-- What is expected --
Write out these lines again exactly as they are, from the line containing "compact form (314,36)." through the final line of the records.

-- Provided material --
————————

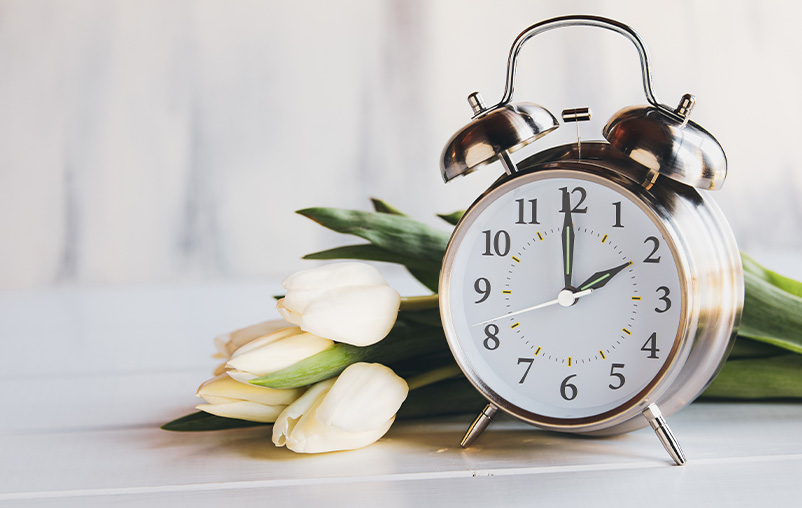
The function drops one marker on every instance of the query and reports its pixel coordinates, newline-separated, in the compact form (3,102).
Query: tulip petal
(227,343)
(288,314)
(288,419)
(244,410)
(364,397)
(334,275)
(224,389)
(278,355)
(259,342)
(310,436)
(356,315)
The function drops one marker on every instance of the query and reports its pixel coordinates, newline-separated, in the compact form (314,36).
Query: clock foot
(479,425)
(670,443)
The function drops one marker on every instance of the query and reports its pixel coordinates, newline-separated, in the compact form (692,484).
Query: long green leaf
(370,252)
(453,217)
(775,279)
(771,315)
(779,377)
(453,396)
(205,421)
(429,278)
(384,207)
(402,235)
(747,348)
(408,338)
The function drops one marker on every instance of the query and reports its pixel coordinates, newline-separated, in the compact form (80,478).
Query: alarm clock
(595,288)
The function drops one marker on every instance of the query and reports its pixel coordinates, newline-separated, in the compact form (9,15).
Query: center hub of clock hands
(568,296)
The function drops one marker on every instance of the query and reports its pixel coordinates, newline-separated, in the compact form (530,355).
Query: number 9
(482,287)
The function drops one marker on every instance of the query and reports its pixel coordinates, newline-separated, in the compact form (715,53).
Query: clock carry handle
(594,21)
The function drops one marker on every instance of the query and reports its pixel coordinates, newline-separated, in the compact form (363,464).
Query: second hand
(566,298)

————————

-- Result of the task --
The function drops one marker on every instance of the query and reports its pixel coordinates, newline-separated, in the compact form (314,36).
Query: clock foot
(479,425)
(670,443)
The function drops one marker on every instance of the query and reports its pixel coordinates, newline-separated, in the compact form (692,484).
Query: long green leaf
(370,252)
(453,217)
(775,279)
(771,315)
(779,377)
(453,396)
(205,421)
(429,278)
(384,207)
(402,235)
(747,348)
(408,338)
The function drops one marker on every instance of the query and reports its pixel coordinates, newline-separated, in the compact form (80,478).
Query: alarm clock
(595,288)
The function drops one marker on every instance of the query and reports its pixel coordinates, newline-separated, in the compact form (9,15).
Query: center hub of clock hands
(568,296)
The function drops one marker on every instance of the query and reports its pixel coordinates, newline-separated, in the compact form (530,355).
Query: number 9
(482,287)
The function drops one marker on every instance of the query and reports its pixel coordinates, newline-separated, in the compact form (715,53).
Query: clock carry handle
(594,21)
The function drops one marker on every instance of the query and reports its pixel coordinates, newline-separated, in the compact form (363,464).
Query: second hand
(566,298)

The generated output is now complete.